Exercise instructions.
Output only the lines below from the one containing "Query: white overcast sky" to the one containing "In this exercise you will indicate the arched", exactly as written, both ends kept.

Exercise input.
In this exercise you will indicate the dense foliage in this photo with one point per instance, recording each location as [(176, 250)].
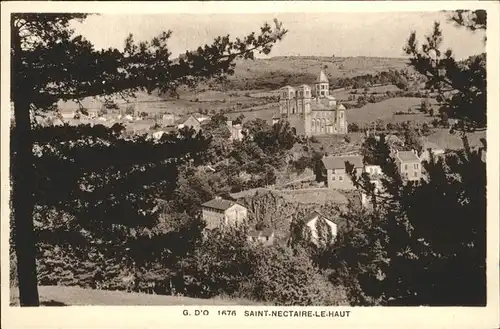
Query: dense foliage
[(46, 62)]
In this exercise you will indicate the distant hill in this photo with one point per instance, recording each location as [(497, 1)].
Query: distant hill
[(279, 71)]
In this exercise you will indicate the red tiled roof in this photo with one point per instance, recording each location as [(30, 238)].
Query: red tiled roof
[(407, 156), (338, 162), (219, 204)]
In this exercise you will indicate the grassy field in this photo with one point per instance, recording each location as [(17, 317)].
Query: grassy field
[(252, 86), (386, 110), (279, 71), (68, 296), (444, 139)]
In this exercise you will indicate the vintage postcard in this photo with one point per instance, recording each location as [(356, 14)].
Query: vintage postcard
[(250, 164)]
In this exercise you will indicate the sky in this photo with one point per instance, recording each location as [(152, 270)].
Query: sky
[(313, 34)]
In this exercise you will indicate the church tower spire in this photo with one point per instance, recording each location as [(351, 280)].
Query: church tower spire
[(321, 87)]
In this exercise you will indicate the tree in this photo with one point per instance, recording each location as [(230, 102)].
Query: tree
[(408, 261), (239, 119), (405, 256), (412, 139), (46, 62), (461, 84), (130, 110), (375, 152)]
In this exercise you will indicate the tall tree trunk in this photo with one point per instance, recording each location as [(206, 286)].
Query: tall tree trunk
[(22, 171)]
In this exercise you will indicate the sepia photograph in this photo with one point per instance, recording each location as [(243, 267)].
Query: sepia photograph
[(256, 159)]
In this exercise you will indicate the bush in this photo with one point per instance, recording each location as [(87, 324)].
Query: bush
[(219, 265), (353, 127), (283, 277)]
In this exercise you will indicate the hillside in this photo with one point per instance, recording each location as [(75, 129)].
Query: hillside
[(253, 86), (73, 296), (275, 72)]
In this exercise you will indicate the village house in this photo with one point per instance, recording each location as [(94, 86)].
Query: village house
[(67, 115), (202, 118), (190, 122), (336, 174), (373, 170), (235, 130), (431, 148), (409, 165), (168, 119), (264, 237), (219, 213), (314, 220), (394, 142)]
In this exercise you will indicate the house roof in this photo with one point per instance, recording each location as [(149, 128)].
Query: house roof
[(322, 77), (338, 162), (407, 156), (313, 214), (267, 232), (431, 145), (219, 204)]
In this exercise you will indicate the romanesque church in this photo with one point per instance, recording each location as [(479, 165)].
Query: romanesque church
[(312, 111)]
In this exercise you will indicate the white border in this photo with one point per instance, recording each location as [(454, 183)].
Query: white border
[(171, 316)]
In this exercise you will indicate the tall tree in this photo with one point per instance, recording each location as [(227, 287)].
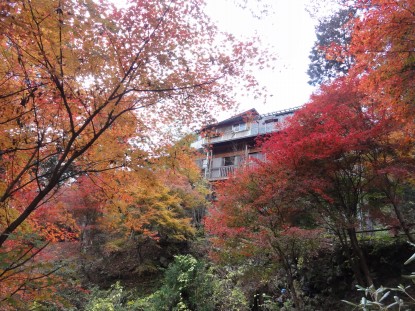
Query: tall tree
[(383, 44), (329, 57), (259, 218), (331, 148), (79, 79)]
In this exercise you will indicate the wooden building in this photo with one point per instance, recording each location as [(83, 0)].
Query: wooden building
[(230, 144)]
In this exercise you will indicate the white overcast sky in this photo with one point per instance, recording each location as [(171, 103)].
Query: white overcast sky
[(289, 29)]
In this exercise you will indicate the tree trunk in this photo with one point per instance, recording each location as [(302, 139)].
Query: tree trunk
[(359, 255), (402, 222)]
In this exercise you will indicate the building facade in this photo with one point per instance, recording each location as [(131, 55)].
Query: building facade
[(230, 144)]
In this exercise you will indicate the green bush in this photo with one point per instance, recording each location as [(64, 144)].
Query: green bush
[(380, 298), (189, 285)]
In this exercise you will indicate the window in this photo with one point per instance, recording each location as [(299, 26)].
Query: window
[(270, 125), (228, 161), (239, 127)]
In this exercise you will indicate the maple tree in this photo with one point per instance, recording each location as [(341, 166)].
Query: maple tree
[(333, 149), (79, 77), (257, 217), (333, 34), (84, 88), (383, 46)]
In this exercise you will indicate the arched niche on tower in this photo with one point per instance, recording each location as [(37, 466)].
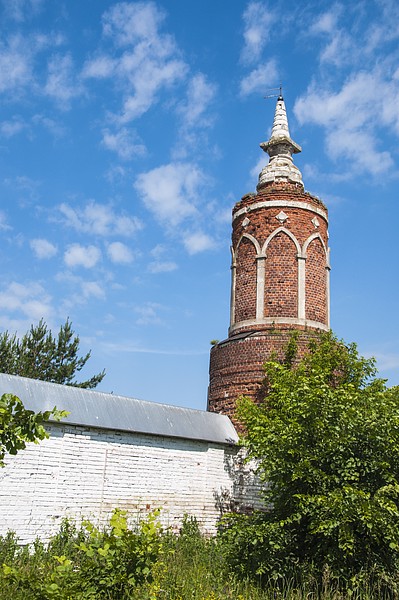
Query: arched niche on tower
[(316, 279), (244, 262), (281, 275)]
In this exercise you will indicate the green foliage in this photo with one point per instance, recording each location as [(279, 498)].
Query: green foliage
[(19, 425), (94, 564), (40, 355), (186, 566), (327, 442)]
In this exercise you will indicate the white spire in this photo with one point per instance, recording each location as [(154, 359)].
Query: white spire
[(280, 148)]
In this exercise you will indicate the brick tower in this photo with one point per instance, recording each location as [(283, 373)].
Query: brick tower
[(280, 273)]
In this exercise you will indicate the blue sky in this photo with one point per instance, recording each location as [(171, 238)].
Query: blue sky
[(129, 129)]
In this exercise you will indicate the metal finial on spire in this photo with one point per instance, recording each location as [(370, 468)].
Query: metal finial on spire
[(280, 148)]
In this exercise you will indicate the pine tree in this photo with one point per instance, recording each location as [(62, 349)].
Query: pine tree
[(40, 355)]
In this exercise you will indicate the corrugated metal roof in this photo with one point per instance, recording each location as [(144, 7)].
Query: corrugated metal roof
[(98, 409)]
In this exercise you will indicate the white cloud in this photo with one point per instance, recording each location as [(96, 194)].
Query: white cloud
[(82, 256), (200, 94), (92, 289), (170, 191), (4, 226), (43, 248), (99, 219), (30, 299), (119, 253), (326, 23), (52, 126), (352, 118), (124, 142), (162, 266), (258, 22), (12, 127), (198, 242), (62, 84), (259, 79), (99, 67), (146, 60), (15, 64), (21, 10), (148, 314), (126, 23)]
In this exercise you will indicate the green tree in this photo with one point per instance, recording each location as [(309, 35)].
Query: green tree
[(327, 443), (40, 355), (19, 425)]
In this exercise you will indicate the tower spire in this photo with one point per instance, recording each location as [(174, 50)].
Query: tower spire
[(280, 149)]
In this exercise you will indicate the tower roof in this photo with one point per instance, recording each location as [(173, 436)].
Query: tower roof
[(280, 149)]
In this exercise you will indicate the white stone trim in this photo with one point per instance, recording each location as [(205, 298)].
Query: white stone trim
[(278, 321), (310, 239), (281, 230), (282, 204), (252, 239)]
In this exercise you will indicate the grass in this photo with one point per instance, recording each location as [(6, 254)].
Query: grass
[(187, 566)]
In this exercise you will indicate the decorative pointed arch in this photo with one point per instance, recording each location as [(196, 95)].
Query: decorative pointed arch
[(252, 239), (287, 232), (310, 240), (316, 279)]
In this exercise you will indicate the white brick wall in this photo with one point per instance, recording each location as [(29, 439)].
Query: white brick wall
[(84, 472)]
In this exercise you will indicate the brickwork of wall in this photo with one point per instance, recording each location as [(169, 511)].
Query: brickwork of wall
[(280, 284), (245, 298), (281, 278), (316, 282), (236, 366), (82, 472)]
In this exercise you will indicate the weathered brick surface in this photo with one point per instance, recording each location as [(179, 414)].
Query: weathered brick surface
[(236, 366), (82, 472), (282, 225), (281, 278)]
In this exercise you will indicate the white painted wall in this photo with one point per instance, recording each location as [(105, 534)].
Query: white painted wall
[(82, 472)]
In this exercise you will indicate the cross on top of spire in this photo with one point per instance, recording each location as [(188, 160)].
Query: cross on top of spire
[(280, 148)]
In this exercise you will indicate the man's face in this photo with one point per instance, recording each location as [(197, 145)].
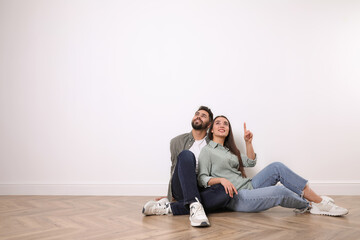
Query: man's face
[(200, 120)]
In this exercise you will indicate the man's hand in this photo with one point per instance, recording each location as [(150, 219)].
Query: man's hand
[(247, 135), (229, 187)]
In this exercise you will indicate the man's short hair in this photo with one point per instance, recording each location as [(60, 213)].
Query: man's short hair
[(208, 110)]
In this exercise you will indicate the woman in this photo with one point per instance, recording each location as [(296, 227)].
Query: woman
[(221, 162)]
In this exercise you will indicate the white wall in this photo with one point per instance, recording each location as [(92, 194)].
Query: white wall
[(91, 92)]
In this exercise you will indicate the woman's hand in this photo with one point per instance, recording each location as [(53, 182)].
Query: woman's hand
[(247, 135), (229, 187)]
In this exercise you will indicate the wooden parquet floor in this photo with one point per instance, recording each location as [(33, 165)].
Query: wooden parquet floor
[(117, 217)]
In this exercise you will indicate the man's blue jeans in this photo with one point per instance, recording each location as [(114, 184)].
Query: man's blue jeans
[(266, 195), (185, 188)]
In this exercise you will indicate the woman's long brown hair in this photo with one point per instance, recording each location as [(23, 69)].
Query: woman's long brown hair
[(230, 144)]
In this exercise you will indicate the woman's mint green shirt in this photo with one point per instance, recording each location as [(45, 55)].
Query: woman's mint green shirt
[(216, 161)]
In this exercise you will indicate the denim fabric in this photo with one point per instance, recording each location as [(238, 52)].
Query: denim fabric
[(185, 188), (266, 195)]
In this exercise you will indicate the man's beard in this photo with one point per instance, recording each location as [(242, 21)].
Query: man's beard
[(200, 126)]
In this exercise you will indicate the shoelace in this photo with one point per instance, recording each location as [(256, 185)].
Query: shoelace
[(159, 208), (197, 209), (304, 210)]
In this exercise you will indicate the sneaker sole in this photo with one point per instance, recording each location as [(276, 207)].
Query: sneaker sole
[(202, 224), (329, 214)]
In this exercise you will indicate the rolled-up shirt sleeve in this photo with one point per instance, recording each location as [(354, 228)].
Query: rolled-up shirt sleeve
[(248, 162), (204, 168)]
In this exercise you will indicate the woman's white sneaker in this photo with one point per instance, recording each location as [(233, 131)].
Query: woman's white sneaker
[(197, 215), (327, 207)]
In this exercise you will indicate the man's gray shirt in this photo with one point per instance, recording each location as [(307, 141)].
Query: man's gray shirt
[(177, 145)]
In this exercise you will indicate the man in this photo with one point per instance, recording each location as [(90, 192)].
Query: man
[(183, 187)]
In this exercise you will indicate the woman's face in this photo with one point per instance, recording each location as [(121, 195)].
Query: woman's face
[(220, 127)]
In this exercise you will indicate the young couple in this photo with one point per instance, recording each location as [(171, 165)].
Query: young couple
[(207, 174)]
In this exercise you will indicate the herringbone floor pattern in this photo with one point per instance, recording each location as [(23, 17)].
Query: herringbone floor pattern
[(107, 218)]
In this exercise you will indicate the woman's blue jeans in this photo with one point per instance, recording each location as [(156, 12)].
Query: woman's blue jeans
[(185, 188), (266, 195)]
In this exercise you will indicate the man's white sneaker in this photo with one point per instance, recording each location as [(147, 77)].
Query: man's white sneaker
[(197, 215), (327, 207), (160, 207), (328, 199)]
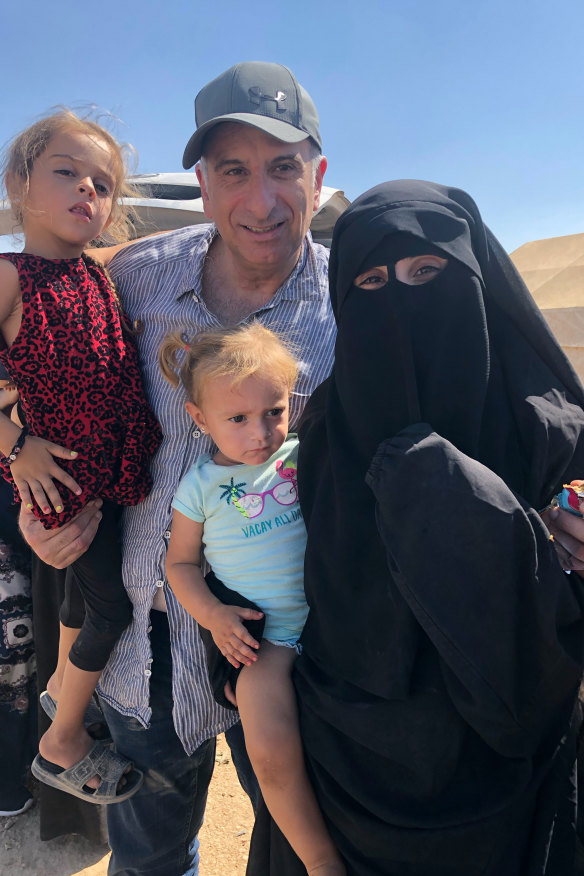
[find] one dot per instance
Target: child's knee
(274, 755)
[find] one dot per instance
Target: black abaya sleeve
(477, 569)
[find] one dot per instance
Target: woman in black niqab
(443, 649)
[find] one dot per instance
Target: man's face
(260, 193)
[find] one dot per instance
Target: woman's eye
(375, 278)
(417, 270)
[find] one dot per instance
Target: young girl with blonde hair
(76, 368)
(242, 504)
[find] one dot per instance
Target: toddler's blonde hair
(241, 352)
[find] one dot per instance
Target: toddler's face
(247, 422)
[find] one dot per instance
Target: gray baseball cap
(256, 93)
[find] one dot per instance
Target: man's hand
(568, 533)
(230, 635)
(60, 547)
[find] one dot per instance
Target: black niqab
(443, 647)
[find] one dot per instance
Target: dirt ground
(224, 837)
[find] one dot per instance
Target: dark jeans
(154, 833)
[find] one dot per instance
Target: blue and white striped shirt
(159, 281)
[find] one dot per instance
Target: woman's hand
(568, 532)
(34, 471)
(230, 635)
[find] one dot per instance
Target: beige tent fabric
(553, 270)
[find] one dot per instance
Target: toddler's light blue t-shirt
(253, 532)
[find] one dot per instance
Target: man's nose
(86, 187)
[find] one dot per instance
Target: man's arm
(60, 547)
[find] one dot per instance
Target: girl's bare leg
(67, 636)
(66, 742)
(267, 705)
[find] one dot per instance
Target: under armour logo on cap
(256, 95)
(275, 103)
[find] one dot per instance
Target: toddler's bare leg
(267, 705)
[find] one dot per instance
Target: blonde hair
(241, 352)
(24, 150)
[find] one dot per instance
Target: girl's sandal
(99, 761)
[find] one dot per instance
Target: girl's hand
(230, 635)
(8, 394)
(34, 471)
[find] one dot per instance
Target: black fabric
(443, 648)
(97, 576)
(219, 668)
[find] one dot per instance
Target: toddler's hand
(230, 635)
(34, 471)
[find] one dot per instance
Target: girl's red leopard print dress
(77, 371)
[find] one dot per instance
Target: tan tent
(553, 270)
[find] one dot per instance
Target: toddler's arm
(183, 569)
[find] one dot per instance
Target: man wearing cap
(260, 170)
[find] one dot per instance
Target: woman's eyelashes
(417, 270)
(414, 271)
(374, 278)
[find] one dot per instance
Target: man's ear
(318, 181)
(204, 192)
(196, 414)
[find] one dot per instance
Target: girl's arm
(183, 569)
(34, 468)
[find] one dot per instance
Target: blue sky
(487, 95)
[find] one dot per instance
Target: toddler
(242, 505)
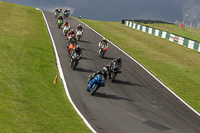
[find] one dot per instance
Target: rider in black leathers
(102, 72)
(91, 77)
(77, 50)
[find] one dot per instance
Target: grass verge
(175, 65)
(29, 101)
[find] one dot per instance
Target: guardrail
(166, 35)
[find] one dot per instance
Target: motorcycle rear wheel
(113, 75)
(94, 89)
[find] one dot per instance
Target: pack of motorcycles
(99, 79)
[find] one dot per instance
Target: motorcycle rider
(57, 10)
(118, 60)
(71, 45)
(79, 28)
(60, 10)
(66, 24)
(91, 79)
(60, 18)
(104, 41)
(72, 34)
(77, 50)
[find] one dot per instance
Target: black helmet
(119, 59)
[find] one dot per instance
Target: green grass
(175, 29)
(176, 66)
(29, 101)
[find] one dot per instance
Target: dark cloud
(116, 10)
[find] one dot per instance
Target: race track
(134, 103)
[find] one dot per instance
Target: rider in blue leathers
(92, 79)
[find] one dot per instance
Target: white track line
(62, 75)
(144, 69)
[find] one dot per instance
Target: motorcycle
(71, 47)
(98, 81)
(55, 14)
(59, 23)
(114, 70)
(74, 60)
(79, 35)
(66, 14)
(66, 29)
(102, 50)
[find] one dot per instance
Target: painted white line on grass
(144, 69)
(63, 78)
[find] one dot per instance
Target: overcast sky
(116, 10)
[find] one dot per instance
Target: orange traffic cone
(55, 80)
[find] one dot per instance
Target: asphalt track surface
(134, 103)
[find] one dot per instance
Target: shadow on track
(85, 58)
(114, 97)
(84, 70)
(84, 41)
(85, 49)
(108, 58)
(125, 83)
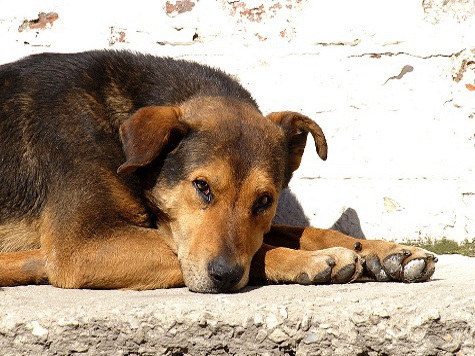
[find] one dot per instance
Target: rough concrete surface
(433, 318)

Finished task.
Query: white overcast sky
[(289, 29)]
In this exercise you will indicate the tree trunk in this photo with one point per instance, recording each location as [(302, 139)].
Query: tree trunk
[(359, 255), (402, 222)]
In this exercise you will indicate the building facade in this photo with one point per instance, recording each location as [(131, 55)].
Query: building facade
[(230, 144)]
In this exercise you will indicate the green bush in this photo with one point per instance, recording each location as [(64, 144)].
Query: green bush
[(380, 298), (189, 285)]
In this exercise you will indicate the window in this photo with one point per instance, recording each location as [(299, 26)].
Query: window
[(270, 125), (228, 161), (239, 127)]
In this exercise you will indicate the maple tree in this photo with one point per instance, recording each location as [(341, 166)].
Query: maple tree
[(333, 149), (79, 77), (257, 217), (333, 34), (84, 88), (383, 46)]
In this exercise you will indicate the arched niche on tower in this photo with one point per instance, recording each location as [(37, 466)].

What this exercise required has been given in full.